§ SOURCE EXCERPT
--- Begin ---

DR-0002 Use syntect
to extract doc comments from code
Manuel Woelker 2025-06-22T14:21:06+00:00
Status: Approved
Date: 2025-06-19
Decision
To extract doc comments from source code, we will use the syntect crate.
Context
To extract doc comments from code, we need to find all the comments in the code, for various languages.
The requirements for this extractor were:
- Wide support for various programming language formats
- Robustness against invalid code/syntax
- Good performance
Consequences
syntect is used to extract doc comments from the code.
To support as many languages as possible, the two-face crate is used.
Considered Alternatives
Custom lexer
A custom lexer could be implemented to find comments. Due to the number of languages and the complexity of handling different syntaxes, this might not be a good idea. Especially handling "comment-like" syntax in strings would potentially mean having a custom lexer for each language.

--- End ---

(Entries from a point annotation set)
--- Begin ---

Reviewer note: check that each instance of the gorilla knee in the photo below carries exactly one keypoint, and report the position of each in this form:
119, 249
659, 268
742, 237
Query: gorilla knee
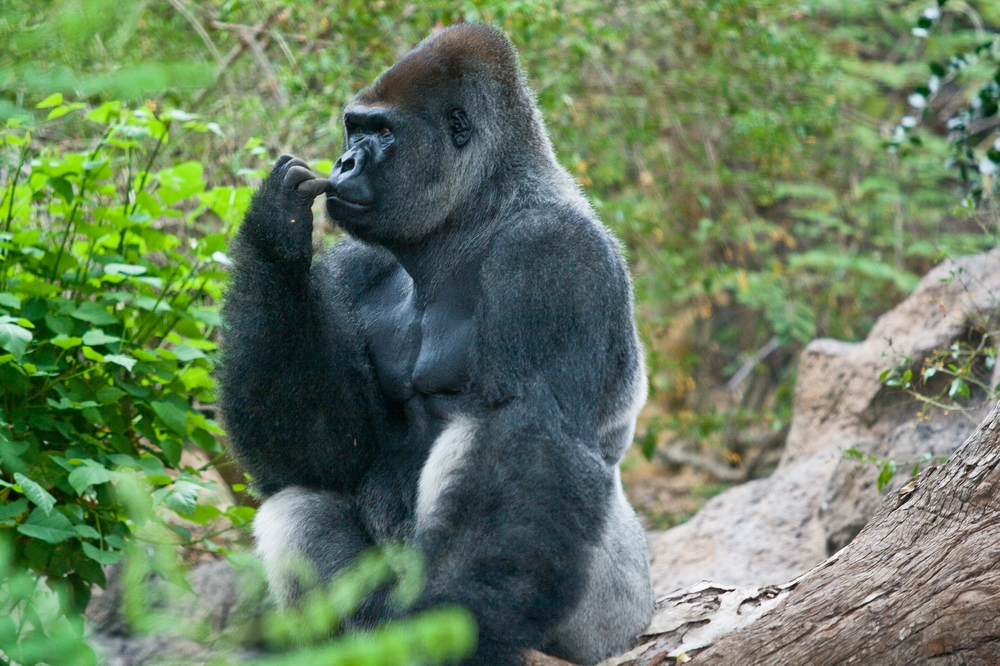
304, 537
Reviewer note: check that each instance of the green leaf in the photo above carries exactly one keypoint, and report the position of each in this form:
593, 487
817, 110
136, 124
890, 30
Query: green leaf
55, 99
886, 474
124, 269
88, 352
118, 359
185, 353
63, 188
958, 387
104, 557
98, 337
108, 394
53, 528
65, 342
89, 474
61, 325
87, 532
173, 416
207, 316
14, 338
13, 509
95, 313
9, 300
38, 495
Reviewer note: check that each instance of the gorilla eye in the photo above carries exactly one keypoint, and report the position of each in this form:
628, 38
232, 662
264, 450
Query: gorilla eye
460, 127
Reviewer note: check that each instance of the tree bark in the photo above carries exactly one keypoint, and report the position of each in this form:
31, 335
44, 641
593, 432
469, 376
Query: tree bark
919, 585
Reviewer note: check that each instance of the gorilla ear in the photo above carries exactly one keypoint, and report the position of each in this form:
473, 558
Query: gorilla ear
461, 130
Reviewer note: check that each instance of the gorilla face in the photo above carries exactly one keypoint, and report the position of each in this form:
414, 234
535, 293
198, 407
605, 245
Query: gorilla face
394, 183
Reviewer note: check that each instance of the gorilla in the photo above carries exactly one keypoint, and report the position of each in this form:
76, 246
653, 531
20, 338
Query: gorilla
460, 372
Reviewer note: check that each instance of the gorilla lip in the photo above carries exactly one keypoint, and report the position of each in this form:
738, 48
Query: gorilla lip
350, 205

--- End ---

§ JOBS
(1) Can you retype the syntect decision record word for word, beginning at the words "To support as" and stopping after "for each language."?
(2) Could you extend the syntect decision record by writing what follows its last sentence?

§ TASK-BY-TASK OUTPUTS
(1)
To support as many languages as possible, the two-face crate is used.
Considered Alternatives
Custom lexer
A custom lexer could be implemented to find comments. Due to the number of languages and the complexity of handling different syntaxes, this might not be a good idea. Especially handling "comment-like" syntax in strings would potentially mean having a custom lexer for each language.

(2)
tree-sitter
tree-sitter parsers could be used to extract the comments from source files.
The drawback is that these parsers need to be curated, are platform-specific and are relatively heavyweight.
inkjet
inkjet bundles ~70 tree-sitter parsers for various languages.
The downside of this approach is that all these parsers need to be compiled (making the compilation much slower) and bundled in the binary (making the binary much larger)